DATA ROWS>
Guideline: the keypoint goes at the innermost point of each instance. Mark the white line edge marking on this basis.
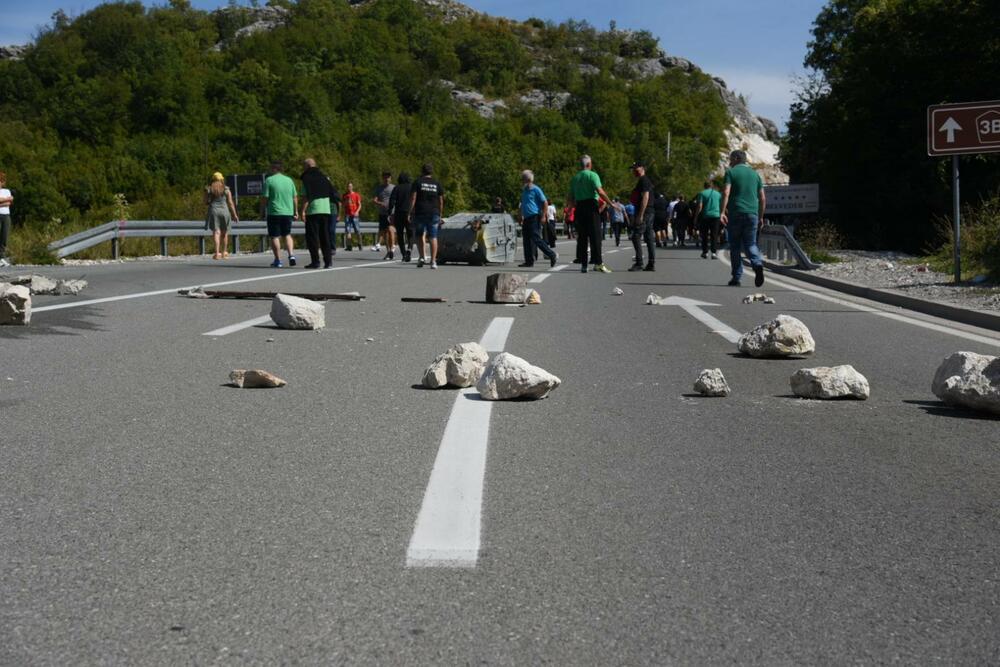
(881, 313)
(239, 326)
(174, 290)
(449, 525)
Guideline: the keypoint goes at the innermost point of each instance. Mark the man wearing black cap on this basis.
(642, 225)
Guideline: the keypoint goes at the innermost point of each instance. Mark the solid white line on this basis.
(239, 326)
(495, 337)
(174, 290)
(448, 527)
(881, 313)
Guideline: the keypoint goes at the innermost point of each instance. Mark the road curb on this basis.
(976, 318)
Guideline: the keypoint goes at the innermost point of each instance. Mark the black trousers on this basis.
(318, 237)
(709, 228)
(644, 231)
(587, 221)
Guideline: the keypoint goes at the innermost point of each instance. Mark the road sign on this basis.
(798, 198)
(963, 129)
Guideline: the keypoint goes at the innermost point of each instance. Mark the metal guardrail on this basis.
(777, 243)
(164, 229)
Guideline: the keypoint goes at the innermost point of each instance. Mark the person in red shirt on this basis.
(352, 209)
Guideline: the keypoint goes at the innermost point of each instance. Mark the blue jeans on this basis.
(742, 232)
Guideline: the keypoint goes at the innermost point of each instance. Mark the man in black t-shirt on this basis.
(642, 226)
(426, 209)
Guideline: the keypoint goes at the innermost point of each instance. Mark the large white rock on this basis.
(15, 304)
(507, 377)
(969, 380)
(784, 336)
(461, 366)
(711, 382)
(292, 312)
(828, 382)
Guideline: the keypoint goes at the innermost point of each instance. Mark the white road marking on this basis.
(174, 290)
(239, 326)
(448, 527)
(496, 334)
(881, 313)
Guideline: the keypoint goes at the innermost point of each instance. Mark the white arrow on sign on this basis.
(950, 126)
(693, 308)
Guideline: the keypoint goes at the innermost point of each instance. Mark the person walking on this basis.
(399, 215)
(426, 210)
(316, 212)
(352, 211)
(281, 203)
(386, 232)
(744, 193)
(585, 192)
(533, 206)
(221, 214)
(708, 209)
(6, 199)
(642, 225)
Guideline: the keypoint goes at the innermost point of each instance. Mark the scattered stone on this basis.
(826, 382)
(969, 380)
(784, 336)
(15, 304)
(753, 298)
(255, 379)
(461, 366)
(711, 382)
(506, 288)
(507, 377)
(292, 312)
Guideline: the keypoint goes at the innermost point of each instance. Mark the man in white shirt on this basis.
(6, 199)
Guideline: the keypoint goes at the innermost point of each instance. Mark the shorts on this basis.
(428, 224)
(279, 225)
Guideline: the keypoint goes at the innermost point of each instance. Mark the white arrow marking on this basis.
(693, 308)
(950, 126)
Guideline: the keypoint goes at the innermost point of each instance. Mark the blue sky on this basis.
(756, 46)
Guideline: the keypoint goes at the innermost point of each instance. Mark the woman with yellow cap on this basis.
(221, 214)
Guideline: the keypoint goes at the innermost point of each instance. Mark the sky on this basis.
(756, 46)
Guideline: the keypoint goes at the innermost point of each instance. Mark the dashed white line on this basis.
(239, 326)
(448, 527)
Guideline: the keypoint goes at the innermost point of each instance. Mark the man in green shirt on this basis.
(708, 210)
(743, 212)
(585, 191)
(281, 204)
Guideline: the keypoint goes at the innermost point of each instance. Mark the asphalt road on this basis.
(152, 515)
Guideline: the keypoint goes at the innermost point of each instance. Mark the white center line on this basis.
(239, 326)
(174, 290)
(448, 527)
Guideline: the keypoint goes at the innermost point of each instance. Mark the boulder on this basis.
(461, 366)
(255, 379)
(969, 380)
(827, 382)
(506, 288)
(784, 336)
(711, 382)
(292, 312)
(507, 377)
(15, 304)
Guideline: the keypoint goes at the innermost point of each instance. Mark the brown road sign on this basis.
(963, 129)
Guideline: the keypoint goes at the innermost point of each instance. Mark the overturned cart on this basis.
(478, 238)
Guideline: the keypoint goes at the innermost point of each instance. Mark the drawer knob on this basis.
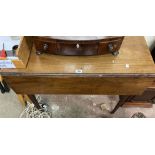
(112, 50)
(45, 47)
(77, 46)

SET EXERCISE>
Copy every line of the data above word for word, leaving out the pictures.

RESPONSE TO THIS EXERCISE>
Guideline: the keypoint goes at the innermost point of each instance. Mark the white line edge marking on this basis.
(881, 313)
(239, 326)
(174, 290)
(449, 525)
Guideline: the keypoint goes at the innermost point of each instance. Mark the man wearing black cap on this basis.
(642, 225)
Guideline: the keypoint goes at the innermost point of each instance. Mark the solid white line on this basis.
(239, 326)
(495, 337)
(174, 290)
(448, 527)
(881, 313)
Guideline: the keypoint goes at the innermost point of each instance. Mark the road curb on this basis.
(976, 318)
Guideline: the keypoint goes at the innermost point of each instance. Mark the black trousers on this basis.
(318, 237)
(709, 228)
(644, 231)
(587, 221)
Guideline: the keypoint goes at the innermost point of each instance. Mark the road sign on this basis.
(798, 198)
(963, 129)
Guideline: the keypoint goes at the innermost point of each instance. Mark the metal guardrail on this basis.
(777, 243)
(164, 229)
Guideline: the keypoint goes at the innermost point of each instance. Mark the person in red shirt on this basis.
(352, 209)
Guideline: the keypoint goes at the innermost point of each instance. Mark the blue jeans on this basis.
(742, 232)
Guideline: the keypoint goes at the innermost point of each instance. Mark the man in black t-shirt on this basis.
(642, 226)
(426, 209)
Guideline: the keypoint goes at the innermost point of each instance. Mark the large white rock on this basis.
(15, 304)
(507, 377)
(969, 380)
(784, 336)
(461, 366)
(711, 382)
(292, 312)
(828, 382)
Guideline: the keypoint goes at the innermost point of each instance. Mark the white road marking on this basis.
(174, 290)
(239, 326)
(448, 527)
(496, 334)
(881, 313)
Guideline: the keypoint goes at the innermost point of each instance. Mark the white arrow on sign on this basis.
(950, 126)
(693, 308)
Guideline: the keypoint goes at the innermost point of each instance. Mark the person walking on this basis.
(399, 215)
(426, 210)
(316, 212)
(352, 211)
(281, 203)
(386, 232)
(744, 193)
(585, 192)
(533, 206)
(221, 214)
(708, 209)
(6, 199)
(642, 225)
Guideline: the keypoint goes at the innermost point of each instance. Mark the scattered stone on this basis.
(826, 382)
(969, 380)
(784, 336)
(15, 304)
(753, 298)
(255, 379)
(461, 366)
(711, 382)
(506, 288)
(507, 377)
(292, 312)
Guideline: the keypoint goes at the innermost point of each instance. Mark the man in white shirt on this basis.
(6, 199)
Guideline: the keypoint goes at the innermost point of each instance. Mark the shorts on this basis.
(428, 224)
(279, 225)
Guideline: the keypoint goes at the innermost point of each instance. Mark the white arrow marking on this basis.
(693, 308)
(950, 126)
Guideline: the keypoint goes at the innermost point of each instance. Mark the blue sky on this basis.
(756, 46)
Guideline: the keypoint goes at the innermost point of each instance. Mark the woman with yellow cap on this basis.
(221, 214)
Guideline: the keypoint goes at the innermost point of each instance. Mark the sky on this basis.
(756, 46)
Guideline: the keypoint goes at the innermost point of each instance. Mark the dashed white line on this basis.
(239, 326)
(448, 527)
Guideline: the keypoint goes at the innermost point of each instance. Mark the man in green shirt on this basis.
(708, 210)
(743, 212)
(585, 191)
(281, 204)
Guideline: the keypoint goes at the innermost point of each instance. Mark the asphalt road on this basis.
(152, 515)
Guideline: the keypoint goes at the innermost point of each instance. Mark the white center line on this basis.
(239, 326)
(174, 290)
(448, 527)
Guideline: the keypoint goes at the innermost point of each instance. Mark the boulder on this basis.
(461, 366)
(255, 379)
(969, 380)
(827, 382)
(506, 288)
(784, 336)
(711, 382)
(292, 312)
(507, 377)
(15, 304)
Guideline: the keypoint goes at the innermost point of each instance. Mark the brown road sign on this basis.
(963, 129)
Guideline: the keypoint goes at the innermost point of each instance. Mark the overturned cart on this basis.
(478, 238)
Guideline: the keypoint goes at the innermost point of each instance. Mark the drawer knob on this basis.
(112, 50)
(45, 47)
(77, 46)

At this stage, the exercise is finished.